Work to complete >> Filter the entries down to the lines holding "negative", then copy those lines.

Information shown >>
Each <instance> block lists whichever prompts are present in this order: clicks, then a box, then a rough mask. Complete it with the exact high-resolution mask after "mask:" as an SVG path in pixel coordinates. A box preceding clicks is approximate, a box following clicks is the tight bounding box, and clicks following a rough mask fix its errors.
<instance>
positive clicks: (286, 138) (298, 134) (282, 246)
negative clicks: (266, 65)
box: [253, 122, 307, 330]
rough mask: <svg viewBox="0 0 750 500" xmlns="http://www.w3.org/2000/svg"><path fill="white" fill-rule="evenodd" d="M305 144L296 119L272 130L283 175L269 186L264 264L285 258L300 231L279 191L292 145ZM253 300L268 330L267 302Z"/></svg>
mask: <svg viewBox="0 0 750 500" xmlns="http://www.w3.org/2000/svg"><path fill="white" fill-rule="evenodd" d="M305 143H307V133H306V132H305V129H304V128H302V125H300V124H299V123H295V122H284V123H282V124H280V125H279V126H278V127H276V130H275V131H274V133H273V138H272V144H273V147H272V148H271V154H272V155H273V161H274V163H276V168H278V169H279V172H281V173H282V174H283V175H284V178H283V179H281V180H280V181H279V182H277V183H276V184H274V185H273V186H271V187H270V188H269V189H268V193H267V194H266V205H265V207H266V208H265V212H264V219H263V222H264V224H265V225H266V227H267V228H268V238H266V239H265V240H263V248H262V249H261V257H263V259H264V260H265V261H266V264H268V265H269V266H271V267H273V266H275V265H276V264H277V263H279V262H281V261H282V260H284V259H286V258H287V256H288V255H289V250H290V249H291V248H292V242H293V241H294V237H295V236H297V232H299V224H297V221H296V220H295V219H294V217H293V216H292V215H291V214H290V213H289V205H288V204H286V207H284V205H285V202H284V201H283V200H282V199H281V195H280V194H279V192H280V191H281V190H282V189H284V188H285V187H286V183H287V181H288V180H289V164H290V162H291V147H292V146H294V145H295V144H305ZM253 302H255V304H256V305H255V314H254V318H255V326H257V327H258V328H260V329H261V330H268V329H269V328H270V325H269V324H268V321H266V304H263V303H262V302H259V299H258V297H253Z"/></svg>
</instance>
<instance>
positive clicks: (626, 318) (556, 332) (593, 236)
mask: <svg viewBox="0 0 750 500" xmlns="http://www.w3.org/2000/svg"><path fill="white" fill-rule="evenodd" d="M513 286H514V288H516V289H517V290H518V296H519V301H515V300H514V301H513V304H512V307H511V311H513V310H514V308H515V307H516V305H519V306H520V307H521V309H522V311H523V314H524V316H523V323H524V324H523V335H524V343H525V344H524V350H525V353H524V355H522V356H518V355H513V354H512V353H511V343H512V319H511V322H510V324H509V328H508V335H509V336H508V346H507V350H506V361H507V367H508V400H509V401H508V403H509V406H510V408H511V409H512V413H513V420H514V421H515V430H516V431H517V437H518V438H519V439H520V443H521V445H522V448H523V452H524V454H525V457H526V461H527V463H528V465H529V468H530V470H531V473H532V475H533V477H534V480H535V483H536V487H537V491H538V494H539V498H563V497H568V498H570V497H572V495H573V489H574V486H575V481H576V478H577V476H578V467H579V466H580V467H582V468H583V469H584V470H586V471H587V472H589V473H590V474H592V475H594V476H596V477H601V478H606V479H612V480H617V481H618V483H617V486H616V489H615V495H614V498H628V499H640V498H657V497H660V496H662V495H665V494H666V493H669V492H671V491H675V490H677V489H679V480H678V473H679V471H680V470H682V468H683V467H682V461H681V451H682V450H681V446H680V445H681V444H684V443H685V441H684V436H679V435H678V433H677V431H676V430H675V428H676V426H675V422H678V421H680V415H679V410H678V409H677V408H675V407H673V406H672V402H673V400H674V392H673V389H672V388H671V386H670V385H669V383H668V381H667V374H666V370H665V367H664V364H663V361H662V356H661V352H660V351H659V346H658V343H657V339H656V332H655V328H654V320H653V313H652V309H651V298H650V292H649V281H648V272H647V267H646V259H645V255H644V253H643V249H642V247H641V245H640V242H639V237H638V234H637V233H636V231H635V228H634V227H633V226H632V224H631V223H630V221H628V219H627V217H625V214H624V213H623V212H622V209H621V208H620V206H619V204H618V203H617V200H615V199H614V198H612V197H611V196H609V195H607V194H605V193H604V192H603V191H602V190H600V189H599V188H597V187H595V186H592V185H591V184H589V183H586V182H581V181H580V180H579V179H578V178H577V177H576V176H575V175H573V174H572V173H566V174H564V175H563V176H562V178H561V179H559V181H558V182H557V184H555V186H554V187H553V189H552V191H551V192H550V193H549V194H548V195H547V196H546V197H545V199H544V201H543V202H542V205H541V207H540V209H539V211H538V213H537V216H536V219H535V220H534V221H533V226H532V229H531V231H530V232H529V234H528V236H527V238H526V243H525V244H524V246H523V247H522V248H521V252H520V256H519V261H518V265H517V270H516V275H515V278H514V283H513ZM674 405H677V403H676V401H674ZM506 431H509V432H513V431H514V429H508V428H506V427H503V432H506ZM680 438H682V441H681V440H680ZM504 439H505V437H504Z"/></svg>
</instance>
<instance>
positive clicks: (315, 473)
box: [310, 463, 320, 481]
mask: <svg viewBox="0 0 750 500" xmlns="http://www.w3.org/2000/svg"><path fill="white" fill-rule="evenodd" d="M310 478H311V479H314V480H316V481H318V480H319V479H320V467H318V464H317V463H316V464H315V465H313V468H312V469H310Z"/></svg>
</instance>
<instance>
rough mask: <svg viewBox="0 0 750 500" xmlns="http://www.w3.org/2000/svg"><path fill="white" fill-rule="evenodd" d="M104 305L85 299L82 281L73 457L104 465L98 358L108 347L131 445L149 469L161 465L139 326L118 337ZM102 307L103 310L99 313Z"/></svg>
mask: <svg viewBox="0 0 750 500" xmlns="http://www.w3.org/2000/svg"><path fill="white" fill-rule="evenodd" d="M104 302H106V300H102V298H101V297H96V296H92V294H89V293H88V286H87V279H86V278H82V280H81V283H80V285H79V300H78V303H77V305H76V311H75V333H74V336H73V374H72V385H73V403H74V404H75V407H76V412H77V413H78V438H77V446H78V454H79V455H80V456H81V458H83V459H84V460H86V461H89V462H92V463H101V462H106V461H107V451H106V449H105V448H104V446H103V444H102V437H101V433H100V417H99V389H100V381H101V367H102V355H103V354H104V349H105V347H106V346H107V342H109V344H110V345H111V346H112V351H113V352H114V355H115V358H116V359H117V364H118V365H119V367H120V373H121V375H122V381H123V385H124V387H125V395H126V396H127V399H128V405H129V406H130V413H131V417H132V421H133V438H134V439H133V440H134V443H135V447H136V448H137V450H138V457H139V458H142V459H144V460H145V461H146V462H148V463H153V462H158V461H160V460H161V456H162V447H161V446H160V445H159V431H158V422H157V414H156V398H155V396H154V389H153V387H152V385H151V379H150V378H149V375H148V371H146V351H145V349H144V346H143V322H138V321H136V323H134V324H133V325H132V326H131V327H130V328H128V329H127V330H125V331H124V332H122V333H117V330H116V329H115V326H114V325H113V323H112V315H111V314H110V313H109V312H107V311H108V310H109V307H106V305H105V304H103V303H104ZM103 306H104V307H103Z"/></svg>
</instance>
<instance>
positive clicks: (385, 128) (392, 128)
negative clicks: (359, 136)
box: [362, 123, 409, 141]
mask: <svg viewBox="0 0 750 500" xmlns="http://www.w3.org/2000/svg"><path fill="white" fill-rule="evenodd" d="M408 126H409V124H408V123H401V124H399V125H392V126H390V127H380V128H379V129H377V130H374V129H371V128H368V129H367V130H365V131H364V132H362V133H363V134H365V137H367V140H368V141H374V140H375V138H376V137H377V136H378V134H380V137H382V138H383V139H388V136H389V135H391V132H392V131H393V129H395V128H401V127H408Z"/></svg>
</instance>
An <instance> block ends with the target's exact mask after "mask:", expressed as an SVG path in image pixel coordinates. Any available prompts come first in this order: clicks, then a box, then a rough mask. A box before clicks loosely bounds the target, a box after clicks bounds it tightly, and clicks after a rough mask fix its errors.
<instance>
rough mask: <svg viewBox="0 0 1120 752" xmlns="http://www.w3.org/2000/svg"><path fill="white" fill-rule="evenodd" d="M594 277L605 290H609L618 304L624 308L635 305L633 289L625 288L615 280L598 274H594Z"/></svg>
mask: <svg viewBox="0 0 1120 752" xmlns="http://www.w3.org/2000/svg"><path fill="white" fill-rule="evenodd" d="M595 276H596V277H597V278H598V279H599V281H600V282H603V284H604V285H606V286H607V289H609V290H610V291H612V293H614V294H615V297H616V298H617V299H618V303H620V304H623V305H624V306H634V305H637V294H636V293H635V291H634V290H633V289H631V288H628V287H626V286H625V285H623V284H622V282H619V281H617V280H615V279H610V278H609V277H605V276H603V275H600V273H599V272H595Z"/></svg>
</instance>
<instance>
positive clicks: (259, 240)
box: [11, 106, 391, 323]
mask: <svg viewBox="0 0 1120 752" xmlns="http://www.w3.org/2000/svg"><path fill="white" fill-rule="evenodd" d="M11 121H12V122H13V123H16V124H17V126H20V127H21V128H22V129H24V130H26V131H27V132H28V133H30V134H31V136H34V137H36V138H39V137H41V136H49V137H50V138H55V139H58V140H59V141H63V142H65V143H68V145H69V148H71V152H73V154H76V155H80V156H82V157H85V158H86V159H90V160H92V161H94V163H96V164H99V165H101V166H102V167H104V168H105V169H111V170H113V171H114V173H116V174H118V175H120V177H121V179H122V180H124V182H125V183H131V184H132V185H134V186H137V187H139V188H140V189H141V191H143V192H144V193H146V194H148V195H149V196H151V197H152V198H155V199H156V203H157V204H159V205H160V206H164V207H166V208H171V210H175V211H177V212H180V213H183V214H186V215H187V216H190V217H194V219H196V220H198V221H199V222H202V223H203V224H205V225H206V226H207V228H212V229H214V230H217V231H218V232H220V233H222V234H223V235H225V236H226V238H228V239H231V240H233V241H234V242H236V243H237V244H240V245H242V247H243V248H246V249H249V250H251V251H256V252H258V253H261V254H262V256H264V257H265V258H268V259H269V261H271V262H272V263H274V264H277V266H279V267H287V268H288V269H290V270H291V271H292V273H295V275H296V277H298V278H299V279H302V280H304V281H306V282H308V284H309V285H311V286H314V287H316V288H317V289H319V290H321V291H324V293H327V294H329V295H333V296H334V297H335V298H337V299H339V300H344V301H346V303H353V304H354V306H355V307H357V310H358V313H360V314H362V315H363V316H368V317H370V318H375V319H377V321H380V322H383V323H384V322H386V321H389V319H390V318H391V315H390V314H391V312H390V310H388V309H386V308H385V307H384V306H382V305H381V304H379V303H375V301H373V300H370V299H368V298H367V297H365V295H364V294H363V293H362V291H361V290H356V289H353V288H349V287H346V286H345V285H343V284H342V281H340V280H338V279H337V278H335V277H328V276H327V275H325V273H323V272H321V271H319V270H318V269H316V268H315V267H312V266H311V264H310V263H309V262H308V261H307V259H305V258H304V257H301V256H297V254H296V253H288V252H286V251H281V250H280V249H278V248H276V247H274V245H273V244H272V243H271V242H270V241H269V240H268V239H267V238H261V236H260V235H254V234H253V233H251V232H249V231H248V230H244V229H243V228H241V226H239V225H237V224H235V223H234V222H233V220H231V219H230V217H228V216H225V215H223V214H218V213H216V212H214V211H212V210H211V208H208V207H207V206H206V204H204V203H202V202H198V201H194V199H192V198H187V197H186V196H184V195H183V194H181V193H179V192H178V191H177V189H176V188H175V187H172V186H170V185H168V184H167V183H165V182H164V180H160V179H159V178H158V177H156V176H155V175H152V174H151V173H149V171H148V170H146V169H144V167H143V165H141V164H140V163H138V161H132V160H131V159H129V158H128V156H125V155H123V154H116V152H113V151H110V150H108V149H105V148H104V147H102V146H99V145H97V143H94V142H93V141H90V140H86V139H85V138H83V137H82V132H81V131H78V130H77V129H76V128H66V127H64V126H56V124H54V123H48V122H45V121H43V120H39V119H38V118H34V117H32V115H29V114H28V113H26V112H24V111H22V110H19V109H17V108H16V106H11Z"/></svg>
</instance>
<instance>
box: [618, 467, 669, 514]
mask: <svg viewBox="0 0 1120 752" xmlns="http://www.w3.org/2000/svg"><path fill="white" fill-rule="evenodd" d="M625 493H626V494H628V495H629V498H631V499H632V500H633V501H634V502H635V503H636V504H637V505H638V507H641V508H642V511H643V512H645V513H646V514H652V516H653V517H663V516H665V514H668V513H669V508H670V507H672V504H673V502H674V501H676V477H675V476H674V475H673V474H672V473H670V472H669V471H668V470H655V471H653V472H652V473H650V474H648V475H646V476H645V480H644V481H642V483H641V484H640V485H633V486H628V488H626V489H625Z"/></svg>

Task output >>
negative clicks: (266, 65)
negative clicks: (359, 136)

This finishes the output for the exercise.